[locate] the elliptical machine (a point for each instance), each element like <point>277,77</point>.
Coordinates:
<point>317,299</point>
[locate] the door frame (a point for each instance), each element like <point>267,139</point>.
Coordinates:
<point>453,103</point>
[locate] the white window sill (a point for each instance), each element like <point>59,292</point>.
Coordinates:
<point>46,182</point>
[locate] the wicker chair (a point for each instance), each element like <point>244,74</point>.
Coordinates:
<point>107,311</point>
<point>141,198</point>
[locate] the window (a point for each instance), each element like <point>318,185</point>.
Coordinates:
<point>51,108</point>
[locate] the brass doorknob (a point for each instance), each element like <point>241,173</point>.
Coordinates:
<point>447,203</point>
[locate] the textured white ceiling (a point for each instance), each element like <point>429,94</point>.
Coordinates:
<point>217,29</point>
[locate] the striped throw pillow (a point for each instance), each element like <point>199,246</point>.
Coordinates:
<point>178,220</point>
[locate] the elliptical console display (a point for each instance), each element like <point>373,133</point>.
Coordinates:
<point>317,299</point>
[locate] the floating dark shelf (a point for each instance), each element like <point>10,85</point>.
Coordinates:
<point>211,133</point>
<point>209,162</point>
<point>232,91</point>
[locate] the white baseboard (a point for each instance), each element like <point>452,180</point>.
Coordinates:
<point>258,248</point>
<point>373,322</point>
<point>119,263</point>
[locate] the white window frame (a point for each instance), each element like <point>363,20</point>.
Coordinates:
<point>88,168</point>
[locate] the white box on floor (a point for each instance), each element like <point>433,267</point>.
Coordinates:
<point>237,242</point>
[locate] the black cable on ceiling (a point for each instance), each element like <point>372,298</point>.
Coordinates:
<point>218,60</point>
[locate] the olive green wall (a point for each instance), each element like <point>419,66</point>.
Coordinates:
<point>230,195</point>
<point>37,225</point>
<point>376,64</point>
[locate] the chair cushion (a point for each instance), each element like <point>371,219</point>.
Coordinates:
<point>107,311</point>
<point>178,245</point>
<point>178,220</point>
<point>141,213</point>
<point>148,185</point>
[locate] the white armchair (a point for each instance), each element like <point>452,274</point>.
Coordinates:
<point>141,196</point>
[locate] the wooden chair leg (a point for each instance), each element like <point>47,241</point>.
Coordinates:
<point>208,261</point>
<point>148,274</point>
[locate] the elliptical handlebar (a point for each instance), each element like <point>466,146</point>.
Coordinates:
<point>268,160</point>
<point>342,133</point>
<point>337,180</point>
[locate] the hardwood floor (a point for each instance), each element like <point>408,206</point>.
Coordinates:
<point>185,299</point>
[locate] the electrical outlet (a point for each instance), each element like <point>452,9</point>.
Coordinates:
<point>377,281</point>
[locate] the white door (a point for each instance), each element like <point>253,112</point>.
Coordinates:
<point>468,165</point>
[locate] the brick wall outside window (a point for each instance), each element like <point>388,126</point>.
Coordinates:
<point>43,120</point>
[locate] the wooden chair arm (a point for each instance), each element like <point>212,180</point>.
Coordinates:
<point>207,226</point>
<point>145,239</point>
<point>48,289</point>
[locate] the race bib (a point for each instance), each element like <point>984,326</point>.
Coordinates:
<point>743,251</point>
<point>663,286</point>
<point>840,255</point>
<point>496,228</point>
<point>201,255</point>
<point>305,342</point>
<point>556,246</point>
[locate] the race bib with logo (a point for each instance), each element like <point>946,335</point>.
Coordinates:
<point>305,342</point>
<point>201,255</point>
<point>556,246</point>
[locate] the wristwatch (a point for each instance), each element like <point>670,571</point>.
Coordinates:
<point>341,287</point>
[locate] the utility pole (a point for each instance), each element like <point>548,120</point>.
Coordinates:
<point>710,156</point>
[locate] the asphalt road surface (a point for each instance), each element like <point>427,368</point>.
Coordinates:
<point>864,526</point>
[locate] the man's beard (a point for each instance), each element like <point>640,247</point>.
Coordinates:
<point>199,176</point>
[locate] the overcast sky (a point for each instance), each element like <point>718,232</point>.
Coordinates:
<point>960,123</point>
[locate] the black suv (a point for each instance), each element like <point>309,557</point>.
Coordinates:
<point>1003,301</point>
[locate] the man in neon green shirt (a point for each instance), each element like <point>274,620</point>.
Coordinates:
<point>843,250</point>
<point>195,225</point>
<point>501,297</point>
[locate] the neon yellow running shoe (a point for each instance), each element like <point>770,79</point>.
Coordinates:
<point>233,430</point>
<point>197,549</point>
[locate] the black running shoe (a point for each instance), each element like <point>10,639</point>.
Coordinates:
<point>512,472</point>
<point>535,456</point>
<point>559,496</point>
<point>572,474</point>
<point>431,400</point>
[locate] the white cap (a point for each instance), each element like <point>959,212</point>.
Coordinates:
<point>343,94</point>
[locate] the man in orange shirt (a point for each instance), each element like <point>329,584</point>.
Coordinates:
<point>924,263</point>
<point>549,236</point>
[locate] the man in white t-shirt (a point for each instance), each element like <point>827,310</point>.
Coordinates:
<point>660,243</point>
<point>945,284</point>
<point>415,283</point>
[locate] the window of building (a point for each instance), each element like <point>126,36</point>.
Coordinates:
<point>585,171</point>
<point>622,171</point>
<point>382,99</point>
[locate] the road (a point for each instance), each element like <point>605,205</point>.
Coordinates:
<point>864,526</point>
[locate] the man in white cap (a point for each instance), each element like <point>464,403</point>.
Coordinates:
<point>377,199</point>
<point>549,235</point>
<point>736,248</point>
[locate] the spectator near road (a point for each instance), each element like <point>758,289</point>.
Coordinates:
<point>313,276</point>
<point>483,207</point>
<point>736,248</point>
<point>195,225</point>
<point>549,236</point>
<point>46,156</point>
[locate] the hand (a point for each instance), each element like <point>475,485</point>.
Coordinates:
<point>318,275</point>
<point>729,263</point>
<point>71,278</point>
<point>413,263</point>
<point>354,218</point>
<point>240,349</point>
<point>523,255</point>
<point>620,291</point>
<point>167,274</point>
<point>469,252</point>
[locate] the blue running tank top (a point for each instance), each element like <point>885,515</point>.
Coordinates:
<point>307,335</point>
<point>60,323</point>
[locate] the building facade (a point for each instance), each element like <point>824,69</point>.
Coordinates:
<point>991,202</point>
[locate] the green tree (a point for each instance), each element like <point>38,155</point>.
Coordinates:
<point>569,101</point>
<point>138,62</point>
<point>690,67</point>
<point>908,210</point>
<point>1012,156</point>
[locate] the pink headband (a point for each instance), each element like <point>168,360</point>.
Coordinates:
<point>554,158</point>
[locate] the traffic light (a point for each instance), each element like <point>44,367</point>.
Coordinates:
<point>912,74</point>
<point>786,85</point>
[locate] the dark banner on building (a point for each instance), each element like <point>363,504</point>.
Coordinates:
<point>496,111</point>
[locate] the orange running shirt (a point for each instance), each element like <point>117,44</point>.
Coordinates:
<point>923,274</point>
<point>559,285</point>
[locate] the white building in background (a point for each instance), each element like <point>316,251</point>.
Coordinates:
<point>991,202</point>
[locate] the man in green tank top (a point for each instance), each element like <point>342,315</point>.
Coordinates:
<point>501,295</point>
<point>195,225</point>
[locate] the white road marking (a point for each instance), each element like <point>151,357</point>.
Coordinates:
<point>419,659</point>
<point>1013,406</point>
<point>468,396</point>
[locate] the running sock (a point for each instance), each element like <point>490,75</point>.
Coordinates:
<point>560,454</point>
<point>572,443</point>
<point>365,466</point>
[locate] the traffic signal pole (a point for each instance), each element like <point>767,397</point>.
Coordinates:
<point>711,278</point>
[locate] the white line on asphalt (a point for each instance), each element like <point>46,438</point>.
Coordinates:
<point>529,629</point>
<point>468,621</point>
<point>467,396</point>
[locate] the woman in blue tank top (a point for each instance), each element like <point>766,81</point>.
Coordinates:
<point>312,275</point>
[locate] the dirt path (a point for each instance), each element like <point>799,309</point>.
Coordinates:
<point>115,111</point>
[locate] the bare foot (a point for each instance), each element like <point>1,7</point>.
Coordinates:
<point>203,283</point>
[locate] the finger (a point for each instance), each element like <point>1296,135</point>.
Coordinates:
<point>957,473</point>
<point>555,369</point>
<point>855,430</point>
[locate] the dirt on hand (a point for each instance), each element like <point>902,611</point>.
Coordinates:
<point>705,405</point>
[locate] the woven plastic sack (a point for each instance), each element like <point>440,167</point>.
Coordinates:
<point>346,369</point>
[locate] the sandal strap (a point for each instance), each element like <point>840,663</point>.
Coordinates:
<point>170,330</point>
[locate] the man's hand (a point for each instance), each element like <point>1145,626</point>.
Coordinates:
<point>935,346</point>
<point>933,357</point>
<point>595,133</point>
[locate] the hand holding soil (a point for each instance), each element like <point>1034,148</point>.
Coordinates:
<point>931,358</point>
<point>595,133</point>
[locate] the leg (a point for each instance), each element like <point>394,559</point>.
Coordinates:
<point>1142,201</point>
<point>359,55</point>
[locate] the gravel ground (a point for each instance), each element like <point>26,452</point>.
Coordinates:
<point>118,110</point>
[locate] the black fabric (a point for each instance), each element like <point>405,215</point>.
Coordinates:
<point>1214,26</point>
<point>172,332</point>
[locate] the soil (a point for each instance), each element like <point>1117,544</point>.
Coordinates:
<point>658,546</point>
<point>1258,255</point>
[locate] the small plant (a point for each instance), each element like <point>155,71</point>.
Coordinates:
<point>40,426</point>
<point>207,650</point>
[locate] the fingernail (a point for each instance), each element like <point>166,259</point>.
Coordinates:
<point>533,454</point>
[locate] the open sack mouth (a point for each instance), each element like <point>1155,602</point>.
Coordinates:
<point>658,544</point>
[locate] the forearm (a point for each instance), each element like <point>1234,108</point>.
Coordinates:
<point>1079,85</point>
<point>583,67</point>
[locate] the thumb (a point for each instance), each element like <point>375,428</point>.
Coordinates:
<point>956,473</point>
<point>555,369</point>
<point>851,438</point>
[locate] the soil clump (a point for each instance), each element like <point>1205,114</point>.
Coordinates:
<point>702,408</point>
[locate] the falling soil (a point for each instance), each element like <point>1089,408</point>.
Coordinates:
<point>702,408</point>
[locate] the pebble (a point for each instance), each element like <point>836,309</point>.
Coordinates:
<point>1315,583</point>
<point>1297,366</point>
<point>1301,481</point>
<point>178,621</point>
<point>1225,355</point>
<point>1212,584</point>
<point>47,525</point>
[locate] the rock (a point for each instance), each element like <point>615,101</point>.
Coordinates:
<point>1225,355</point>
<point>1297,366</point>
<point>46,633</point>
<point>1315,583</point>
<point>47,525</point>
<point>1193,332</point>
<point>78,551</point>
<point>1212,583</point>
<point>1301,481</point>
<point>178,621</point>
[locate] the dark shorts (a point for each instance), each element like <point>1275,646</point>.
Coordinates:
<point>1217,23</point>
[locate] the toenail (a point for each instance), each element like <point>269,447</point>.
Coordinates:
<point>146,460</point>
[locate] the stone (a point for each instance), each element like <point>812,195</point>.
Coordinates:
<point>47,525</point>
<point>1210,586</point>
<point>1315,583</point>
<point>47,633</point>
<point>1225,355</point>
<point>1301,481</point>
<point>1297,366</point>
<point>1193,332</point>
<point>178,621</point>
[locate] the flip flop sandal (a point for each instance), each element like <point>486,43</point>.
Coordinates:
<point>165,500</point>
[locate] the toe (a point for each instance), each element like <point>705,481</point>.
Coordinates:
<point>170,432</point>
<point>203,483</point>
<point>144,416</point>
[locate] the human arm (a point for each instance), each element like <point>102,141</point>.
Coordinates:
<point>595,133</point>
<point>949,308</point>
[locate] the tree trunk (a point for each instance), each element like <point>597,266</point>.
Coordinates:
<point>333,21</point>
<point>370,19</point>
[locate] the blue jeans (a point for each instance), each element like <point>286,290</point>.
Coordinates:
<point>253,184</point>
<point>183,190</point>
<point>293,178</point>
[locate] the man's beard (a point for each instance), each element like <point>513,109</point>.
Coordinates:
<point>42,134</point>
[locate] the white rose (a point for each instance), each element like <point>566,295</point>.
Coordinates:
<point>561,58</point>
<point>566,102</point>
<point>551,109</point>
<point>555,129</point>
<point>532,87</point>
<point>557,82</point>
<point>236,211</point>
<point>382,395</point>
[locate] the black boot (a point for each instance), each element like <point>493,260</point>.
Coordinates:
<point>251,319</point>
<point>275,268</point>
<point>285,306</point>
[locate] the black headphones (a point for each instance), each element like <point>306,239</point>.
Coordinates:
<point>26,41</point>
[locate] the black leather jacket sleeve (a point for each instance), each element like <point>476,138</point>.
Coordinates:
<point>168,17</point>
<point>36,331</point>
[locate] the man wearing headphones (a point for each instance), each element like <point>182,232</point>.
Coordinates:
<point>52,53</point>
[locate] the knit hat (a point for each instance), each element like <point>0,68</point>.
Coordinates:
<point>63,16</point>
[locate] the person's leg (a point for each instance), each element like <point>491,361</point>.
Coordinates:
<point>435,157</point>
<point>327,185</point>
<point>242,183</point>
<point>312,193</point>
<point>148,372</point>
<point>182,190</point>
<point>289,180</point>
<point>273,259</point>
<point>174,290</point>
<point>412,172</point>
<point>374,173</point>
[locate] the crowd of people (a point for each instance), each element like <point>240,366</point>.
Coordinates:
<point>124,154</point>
◇ ◇ ◇ ◇ ◇
What you will do:
Please give the rows again from the line holding "[locate] the wicker" through the line holding "<point>148,274</point>", inclusive, with "baseboard" changed to "skirting board" and everything else left as is.

Exercise output:
[locate] the wicker chair (a point for each instance), each element like <point>244,74</point>.
Coordinates:
<point>107,311</point>
<point>141,198</point>
[locate] the window (a point for each instance), each element like <point>318,185</point>.
Coordinates:
<point>51,108</point>
[locate] the brass doorknob (a point for each instance), each element like <point>241,173</point>.
Coordinates:
<point>447,203</point>
[locate] the textured white ceiling (a point for each instance), each element like <point>429,94</point>.
Coordinates:
<point>217,29</point>
[locate] the striped throw pillow (a point for each instance), each element like <point>199,246</point>.
Coordinates:
<point>178,220</point>
[locate] the elliptical console display (a point for each instance), each element like <point>373,133</point>.
Coordinates:
<point>317,299</point>
[locate] the floating dark shelf (a point for each instance), each element like <point>10,85</point>.
Coordinates:
<point>211,133</point>
<point>209,162</point>
<point>232,91</point>
[locate] the white skirting board (a point for each instance), each element like <point>452,180</point>.
Coordinates:
<point>258,248</point>
<point>373,322</point>
<point>119,263</point>
[locate] the white window frame (a point for each instance), each element like <point>363,20</point>.
Coordinates:
<point>88,168</point>
[locate] the white box on floor (a point for each instance), each element like <point>433,267</point>.
Coordinates:
<point>237,242</point>
[locate] the black cable on ceiling (a point for each instance), each element like <point>372,298</point>.
Coordinates:
<point>218,60</point>
[locate] the olive green wall (a point for each instance), each element like <point>419,66</point>.
Coordinates:
<point>230,195</point>
<point>37,225</point>
<point>376,64</point>
[locate] the chair cushion (a point for each instance), each element like <point>371,219</point>.
Coordinates:
<point>107,311</point>
<point>178,245</point>
<point>178,220</point>
<point>141,213</point>
<point>148,185</point>
[locate] the white armchair (a point for each instance), each element like <point>452,274</point>.
Coordinates:
<point>141,196</point>
[locate] the wooden chair leg (a point for each instance), each element like <point>47,241</point>.
Coordinates:
<point>208,261</point>
<point>148,274</point>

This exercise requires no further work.